Short task 1> According to the article on George Gwozdecky's departure from Denver, which team beat the Pioneers in the NCAA Northeast Regional semifinal, and by what score?
Short task 2> Reproduce every one of the records below verbatim, line for line.

Document extract start

Tuesday, April 2, 2013

Gwozdecky Done at Denver After 19 Seasons


The University of Denver released head coach George Gwozdecky on Monday after 19 years at the helm of the Pioneers.

“I’m extremely proud of the work that we have done to continue to build on the great Pioneer hockey tradition," said Gwozdecky at denverpioneers.com. "Our consistency of success on the ice and in the classroom over the years has been a focal point of our work and I am very proud of what we have achieved.

According to the Denver Post, Gwozdecky had been hopeful of a contract extension following the 2012-13 season. Then came a meeting on April Fool's Day with school officials, and when it was over, it was no joke. Gwozdecky was gone.

It was not known if the reason was Gwozdecky's salary demands, or the Pioneers' lack of recent success in the NCAA Tournament, or a combination of both.

DU is the only Division I men's ice hockey program to have won at least 20 games in each of the past dozen seasons. The Pioneers also won back-to-back NCAA titles in 2004 and 2005, the last Division I school to do so, although they have yet to return to the Frozen Four. They have also lost in the first round of the NCAA Tournament in five of the last six years, including Friday's 5-2 loss to New Hampshire in an NCAA Northeast Regional semifinal in Manchester, N.H.

DU went 20-14-5 overall this past year, and finished fourth in the Western Collegiate Hockey Association with a 14-9-5 mark. The were eliminated in the first round of the league tournament and did not advance to the WCHA Final Five in Minnesota, instead gaining an at-large bid to the NCAAs.

Document extract end
Data for the task start

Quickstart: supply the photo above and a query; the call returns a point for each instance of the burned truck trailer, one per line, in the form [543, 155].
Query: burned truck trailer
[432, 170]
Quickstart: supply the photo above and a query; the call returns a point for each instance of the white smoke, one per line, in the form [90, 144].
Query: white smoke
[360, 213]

Data for the task end

Full answer 1> New Hampshire beat the Pioneers 5-2.

Full answer 2>
Quickstart: supply the photo above and a query; the call returns a point for each instance of the burned truck trailer, one per line, in the form [543, 155].
Query: burned truck trailer
[432, 170]
Quickstart: supply the photo above and a query; the call returns a point for each instance of the white smoke, one per line, in the form [90, 144].
Query: white smoke
[360, 213]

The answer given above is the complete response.